## Exercise brief
Please retype the records below exactly, leaving out any pictures.

::::::::

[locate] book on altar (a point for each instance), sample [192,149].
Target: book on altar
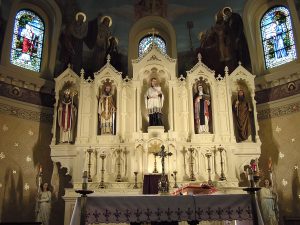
[195,189]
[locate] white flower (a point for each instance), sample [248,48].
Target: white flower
[5,127]
[26,187]
[28,159]
[284,182]
[2,155]
[278,129]
[30,132]
[281,155]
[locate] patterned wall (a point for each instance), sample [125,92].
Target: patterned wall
[25,136]
[280,136]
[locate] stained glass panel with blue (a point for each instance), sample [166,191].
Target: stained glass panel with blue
[146,42]
[277,37]
[27,41]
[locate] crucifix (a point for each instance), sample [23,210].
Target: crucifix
[163,185]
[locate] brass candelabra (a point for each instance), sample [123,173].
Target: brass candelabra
[192,175]
[119,177]
[208,155]
[135,186]
[222,175]
[102,156]
[155,163]
[89,151]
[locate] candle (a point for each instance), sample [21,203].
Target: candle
[84,180]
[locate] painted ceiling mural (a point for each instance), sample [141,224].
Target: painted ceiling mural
[178,12]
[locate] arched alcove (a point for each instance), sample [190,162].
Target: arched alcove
[49,13]
[252,15]
[142,28]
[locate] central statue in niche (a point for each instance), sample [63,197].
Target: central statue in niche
[154,100]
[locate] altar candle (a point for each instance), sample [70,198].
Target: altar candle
[84,180]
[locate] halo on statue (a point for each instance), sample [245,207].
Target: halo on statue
[106,83]
[108,17]
[116,39]
[225,9]
[154,77]
[80,14]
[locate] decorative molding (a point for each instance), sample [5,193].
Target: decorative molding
[153,58]
[278,111]
[26,95]
[282,91]
[26,114]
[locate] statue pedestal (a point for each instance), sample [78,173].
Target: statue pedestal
[155,131]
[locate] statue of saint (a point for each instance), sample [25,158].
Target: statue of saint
[107,111]
[242,109]
[44,204]
[154,100]
[67,114]
[267,202]
[201,111]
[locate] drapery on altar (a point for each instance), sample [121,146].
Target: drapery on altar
[155,208]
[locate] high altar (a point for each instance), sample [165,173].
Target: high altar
[130,147]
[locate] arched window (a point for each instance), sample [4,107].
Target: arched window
[27,41]
[146,42]
[277,37]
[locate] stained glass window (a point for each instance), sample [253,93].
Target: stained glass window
[27,41]
[146,42]
[277,37]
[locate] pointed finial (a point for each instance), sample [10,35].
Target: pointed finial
[153,33]
[81,73]
[199,57]
[226,70]
[108,58]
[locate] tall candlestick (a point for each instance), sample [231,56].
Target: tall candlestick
[192,175]
[208,155]
[119,177]
[102,156]
[222,177]
[90,150]
[84,180]
[135,186]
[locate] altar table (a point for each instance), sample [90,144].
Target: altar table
[155,208]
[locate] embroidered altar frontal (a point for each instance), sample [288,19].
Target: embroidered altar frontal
[150,208]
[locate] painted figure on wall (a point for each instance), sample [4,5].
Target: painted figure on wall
[72,42]
[267,201]
[44,204]
[154,100]
[107,111]
[201,110]
[241,110]
[67,115]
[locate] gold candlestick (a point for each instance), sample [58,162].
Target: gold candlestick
[135,180]
[192,175]
[208,155]
[119,177]
[222,175]
[102,156]
[90,150]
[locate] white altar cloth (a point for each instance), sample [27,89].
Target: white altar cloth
[147,208]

::::::::

## Completed task
[locate] book on altar (a point for each instance), sample [192,149].
Target: book on altar
[195,189]
[locate] white flower (a point for each instance), sample [248,48].
Target: white flower
[5,127]
[26,187]
[28,159]
[284,182]
[2,155]
[278,129]
[30,132]
[281,155]
[locate] patterned wall (a point for each instance), sample [125,92].
Target: patterned wall
[25,136]
[280,136]
[locate] stained glass panel with blue (a point for each instance), sample [166,191].
Target: stained glass panel with blue
[146,42]
[277,37]
[27,41]
[locate] crucifix (a point for each instance), sample [23,210].
Target: crucifix
[163,185]
[locate] brass candelabra (a point for each instance), sample [123,173].
Target: brass candelabra
[192,175]
[119,177]
[208,155]
[135,186]
[222,175]
[102,156]
[155,163]
[89,151]
[locate] candle (a point for each instance), sample [21,203].
Target: candle
[84,180]
[locate] painted ceiling mural (a point for each instance), sample [141,224].
Target: painted ceiling mural
[178,12]
[locate] arched alcove (a point for each instance), sample [190,162].
Target: arched alcove
[49,13]
[252,15]
[142,28]
[locate] central statue in niche (a point for each instance), sample [63,197].
Target: central statue in niche
[154,100]
[locate] altar candle (a point for each instance), sample [70,198].
Target: altar candle
[84,180]
[locate] halo on statue (a point for each instance), sample [245,207].
Target: halo on statue
[106,83]
[108,17]
[116,39]
[225,9]
[154,77]
[80,14]
[locate] decorative molding (a point for each instance), sample [5,193].
Target: decorative molding
[153,58]
[278,111]
[26,95]
[282,91]
[26,114]
[locate] statue pedestal (a point for each instance), sample [78,173].
Target: statue pedestal
[155,131]
[locate] statue of saint (a point for each instance), sample [25,158].
Target: statue of saint
[107,111]
[242,109]
[44,204]
[154,100]
[67,114]
[267,202]
[201,111]
[locate] drapery on altar (a point for each instance), sample [121,146].
Target: drapery on altar
[155,208]
[locate] high altar (a point for each instance), sample [165,173].
Target: high altar
[130,147]
[locate] arched window (a point for each instance), sample [4,107].
Target: arched window
[27,41]
[146,42]
[277,37]
[locate] stained glass window (a point for each instance), sample [253,93].
Target: stained glass window
[27,41]
[146,42]
[277,37]
[locate] pointed finial (a point for each instance), sample [10,35].
Target: pointed finial
[153,33]
[81,73]
[199,57]
[226,70]
[108,58]
[locate] tall candlestick (a point for each instance), sample [231,56].
Target: tall candlestick
[192,175]
[208,155]
[119,177]
[102,156]
[222,177]
[90,150]
[84,180]
[135,186]
[locate] altar table (a point for each instance), sample [90,144].
Target: altar table
[155,208]
[locate] embroidered altar frontal (a point for each instance), sample [288,19].
Target: embroidered altar frontal
[150,208]
[locate] painted figure on wall (a point for each instance), sample [4,5].
Target: painted figure on wall
[72,42]
[267,201]
[44,204]
[154,100]
[107,111]
[201,110]
[241,110]
[67,115]
[locate] gold candlestick (a point for each instance), sample [58,162].
Target: gold candlestick
[135,180]
[192,175]
[208,155]
[119,177]
[222,175]
[102,156]
[90,150]
[locate] white altar cloth (a point for each instance), sample [27,89].
Target: white altar cloth
[147,208]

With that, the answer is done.